== TASK INSTRUCTIONS ==
**A.** Reproduce word for word everything in the press release on life insurers funding mental health treatment from "Slater and Gordon State" down to "due to COVID-19.".
**B.** In the press release on life insurers funding mental health treatment, list every sentence within the quoted remarks that contains the word "insurers".

== SELECTED EXTRACT ==
——————————

Posted on 14 Aug 2020
National law firm Slater and Gordon is warning Australia that allowing life insurers to fund mental health treatment is not a solution to the nation’s growing mental health crisis and many people would still be left without rehabilitation.
Slater and Gordon State Practice Group Leader Sarah Snowden said allowing life insurers to dictate and deliver treatments instead of paying disability income and lump sums would not prevent people falling through the cracks in the system, or help insurers better manage the increase in mental health TPD and income protection claims due to COVID-19.
“Insurers aim to maximise profits. If a person’s claim is only worth $1000 per month and the cost of treatment is comparable to the benefit being paid, it will not be profitable for insurers to rehabilitate the person. It is likely they would only agree to assisting people with treatment when it is financially beneficial for them to do so. This is an unresolvable conflict of interest for insurers to be making decisions about rehabilitation and treatment.
“There are still insurers that don’t comply with the FSC Life Insurance Code of Practice now. While there has been some improvement recently, there is still a long way to go to in terms of code compliance, especially around delays in making decisions to accept and pay claims. So, I have serious concerns about how this would be regulated.”

——————————

== EXCERPTED RECORDS ==
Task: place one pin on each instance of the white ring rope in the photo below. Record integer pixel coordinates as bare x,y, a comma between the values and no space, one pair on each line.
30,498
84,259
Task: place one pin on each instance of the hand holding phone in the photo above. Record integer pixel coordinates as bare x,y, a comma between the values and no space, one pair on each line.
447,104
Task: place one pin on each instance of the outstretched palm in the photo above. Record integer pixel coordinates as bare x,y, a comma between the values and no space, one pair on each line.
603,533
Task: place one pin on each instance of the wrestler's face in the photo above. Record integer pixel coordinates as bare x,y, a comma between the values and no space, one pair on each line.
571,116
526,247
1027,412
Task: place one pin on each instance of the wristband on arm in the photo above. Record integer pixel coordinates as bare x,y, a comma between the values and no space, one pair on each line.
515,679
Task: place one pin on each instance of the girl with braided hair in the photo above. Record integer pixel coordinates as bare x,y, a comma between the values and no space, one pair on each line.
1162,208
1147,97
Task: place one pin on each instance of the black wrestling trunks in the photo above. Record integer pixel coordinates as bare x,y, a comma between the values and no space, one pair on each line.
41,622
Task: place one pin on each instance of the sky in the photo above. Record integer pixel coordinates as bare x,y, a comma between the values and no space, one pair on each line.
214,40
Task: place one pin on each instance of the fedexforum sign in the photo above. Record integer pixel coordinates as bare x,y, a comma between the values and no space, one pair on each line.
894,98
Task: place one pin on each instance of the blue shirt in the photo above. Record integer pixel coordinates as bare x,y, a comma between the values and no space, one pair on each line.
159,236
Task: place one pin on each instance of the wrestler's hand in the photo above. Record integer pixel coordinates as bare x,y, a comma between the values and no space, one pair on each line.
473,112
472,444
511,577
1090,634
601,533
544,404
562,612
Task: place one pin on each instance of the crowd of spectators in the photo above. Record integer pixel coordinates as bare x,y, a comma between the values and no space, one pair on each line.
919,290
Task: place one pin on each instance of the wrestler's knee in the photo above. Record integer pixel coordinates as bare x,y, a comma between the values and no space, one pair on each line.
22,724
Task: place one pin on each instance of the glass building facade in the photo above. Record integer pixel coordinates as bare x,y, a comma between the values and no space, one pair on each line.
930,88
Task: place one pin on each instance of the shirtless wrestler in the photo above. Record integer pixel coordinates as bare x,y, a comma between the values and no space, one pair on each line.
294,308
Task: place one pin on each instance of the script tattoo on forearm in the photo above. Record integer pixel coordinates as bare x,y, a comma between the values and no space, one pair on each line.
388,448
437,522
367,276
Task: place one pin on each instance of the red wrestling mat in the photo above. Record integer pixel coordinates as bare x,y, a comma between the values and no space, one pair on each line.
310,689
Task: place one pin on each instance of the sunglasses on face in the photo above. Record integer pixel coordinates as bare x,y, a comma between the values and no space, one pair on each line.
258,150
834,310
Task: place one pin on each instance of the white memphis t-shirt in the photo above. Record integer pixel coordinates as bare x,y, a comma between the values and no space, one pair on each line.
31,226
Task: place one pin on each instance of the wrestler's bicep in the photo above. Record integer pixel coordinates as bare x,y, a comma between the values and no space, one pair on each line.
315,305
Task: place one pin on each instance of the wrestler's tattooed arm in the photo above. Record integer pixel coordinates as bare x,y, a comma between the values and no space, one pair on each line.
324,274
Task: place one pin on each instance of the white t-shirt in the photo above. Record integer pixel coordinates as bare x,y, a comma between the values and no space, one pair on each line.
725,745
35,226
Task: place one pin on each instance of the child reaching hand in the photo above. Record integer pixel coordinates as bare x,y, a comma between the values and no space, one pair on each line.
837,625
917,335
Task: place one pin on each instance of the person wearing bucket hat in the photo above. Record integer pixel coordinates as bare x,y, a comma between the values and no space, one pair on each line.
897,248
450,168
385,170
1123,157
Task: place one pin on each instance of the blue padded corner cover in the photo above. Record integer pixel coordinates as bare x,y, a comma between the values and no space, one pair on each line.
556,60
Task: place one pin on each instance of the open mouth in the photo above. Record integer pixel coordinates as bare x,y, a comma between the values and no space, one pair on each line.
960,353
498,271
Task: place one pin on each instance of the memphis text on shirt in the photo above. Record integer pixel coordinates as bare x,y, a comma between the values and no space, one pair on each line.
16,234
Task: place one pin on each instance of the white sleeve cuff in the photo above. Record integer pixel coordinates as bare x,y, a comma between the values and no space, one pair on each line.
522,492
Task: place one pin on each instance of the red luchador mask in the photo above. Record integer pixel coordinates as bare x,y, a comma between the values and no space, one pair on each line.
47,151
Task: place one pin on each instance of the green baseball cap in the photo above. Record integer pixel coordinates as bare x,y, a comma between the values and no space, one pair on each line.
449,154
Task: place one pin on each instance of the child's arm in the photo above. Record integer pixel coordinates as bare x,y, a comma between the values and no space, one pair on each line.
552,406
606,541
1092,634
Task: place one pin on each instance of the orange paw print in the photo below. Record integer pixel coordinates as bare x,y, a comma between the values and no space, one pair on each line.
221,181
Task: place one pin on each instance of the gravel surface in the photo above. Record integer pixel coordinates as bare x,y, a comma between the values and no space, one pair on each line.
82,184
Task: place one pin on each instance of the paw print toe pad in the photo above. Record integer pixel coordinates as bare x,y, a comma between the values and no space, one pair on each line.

——————————

== RESPONSES ==
**A.**
Slater and Gordon State Practice Group Leader Sarah Snowden said allowing life insurers to dictate and deliver treatments instead of paying disability income and lump sums would not prevent people falling through the cracks in the system, or help insurers better manage the increase in mental health TPD and income protection claims due to COVID-19.

**B.**
- Insurers aim to maximise profits.
- If a person’s claim is only worth $1000 per month and the cost of treatment is comparable to the benefit being paid, it will not be profitable for insurers to rehabilitate the person.
- This is an unresolvable conflict of interest for insurers to be making decisions about rehabilitation and treatment.
- There are still insurers that don’t comply with the FSC Life Insurance Code of Practice now.